# Supplied text:
----------------------------------------

Friday, December 3, 2010

Depression

Last night, was probably the worst night ever. I was going to try to blog about it, but I couldn't seem to find the motivation to type anything. Or even eat. For a while, I couldn't even cry. Everything seemed so dark and bleak. All I wanted to do, was move. Somehow, I have it in my head that all my problems will go away if I move. No, they will still be there, but if I move somewhere warmer I will for sure be happier.

I have seasonal depression, so in the winter I get really really sad. Especially now that I'm home alone all day. There's some days I don't even leave the house.

Yesterday I just wanted to scream for someone to understand. My mom never seems to know what to do. I'm not sure why, she's reading a ton of articles and ED books. But last night, she didn't even notice that I had almost skipped dinner. Her best friends cat just died, so I guess her mind was on that a lot..

I don't mean to demand a lot of attention, I just want someone to care. To understand. To say, I know exactly how you feel.

I did end up eating dinner later, but it was pretty small and mainly centered around fruits and vegetables. I'm just so tired of all of this. I really want to move, I want to work out, to be able to eat more. I figure, weight gain will be a little easier if I don't notice it. Like If I'm doing tennis inside a lot, doing things I love, being happy. If I'm just sitting on my butt all the time, and eating more, I don't know what I'll do. I won't let that happen though. I don't know, I'll have to talk to my therapist when I meet her for the first time next week.

----------------------------------------

# How to complete this task:
Write the next part of the blog post about depression, picking up after its final sentence.

----------------------------------------

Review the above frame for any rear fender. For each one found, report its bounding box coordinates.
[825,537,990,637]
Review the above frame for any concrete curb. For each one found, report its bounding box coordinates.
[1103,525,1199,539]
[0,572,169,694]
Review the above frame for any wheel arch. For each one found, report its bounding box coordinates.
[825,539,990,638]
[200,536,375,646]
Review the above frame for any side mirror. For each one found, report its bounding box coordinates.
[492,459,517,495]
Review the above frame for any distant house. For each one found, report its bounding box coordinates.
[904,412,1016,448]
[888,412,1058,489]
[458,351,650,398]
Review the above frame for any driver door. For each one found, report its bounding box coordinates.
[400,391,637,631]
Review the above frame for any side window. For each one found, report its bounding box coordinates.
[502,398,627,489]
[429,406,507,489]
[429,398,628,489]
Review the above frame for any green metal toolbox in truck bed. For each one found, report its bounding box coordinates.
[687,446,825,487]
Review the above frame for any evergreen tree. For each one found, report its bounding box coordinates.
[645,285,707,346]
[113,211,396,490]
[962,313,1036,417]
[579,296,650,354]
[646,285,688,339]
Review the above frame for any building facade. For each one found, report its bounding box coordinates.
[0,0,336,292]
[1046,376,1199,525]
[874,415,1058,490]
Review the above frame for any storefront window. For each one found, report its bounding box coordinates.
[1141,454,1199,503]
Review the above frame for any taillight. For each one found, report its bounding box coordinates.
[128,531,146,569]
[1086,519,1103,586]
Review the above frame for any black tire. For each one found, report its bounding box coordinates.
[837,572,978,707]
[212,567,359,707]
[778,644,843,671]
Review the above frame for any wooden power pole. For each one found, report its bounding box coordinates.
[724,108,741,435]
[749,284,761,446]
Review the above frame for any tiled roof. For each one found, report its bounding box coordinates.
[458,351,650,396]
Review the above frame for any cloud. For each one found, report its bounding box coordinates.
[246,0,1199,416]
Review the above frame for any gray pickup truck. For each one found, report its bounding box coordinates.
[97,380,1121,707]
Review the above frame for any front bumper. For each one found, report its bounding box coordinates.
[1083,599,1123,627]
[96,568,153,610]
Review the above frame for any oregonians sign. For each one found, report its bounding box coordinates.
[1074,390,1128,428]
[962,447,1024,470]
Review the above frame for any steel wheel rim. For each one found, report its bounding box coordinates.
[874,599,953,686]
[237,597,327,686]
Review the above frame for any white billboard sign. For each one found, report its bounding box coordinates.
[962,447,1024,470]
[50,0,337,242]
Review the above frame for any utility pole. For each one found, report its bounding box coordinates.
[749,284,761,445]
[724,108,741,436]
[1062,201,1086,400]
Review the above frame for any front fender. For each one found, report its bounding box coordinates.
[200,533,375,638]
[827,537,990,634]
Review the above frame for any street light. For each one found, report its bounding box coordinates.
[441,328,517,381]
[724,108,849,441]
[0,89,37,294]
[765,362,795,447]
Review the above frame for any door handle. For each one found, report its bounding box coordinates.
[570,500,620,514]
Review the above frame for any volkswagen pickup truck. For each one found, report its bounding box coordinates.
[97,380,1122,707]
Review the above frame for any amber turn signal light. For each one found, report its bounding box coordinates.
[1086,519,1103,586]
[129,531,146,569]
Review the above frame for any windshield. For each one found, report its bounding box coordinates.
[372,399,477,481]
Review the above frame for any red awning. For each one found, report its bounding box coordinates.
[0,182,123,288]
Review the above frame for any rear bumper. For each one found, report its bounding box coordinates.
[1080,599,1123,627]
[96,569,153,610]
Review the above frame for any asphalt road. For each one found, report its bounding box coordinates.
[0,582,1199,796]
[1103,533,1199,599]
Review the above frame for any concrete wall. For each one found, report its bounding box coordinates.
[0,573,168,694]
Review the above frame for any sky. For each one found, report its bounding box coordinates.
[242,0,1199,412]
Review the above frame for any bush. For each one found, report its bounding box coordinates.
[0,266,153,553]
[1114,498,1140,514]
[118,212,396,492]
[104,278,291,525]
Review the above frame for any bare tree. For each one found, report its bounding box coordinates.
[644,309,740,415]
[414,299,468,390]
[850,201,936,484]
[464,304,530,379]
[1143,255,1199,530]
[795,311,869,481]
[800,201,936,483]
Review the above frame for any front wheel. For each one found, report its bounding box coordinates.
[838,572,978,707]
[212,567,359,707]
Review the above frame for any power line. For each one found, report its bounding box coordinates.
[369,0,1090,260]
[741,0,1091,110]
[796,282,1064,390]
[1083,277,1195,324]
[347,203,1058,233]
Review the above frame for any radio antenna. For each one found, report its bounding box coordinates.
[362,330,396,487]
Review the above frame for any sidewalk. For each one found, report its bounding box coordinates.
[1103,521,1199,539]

----------------------------------------

# Answer section:
I'm just also tired of not being able to get to sleep. I try, and try but somehow I never get tired. I end up going to the kitchen, looking around, grabbing a glass of water and an applesauce and going to bed.

Sorry this post was totally pointless, I just had to get it alll out, and vent. I hope I dig myself out of this hole soon, because it's really getting bad. I hope God will guide me out of this mess. I just have to let him.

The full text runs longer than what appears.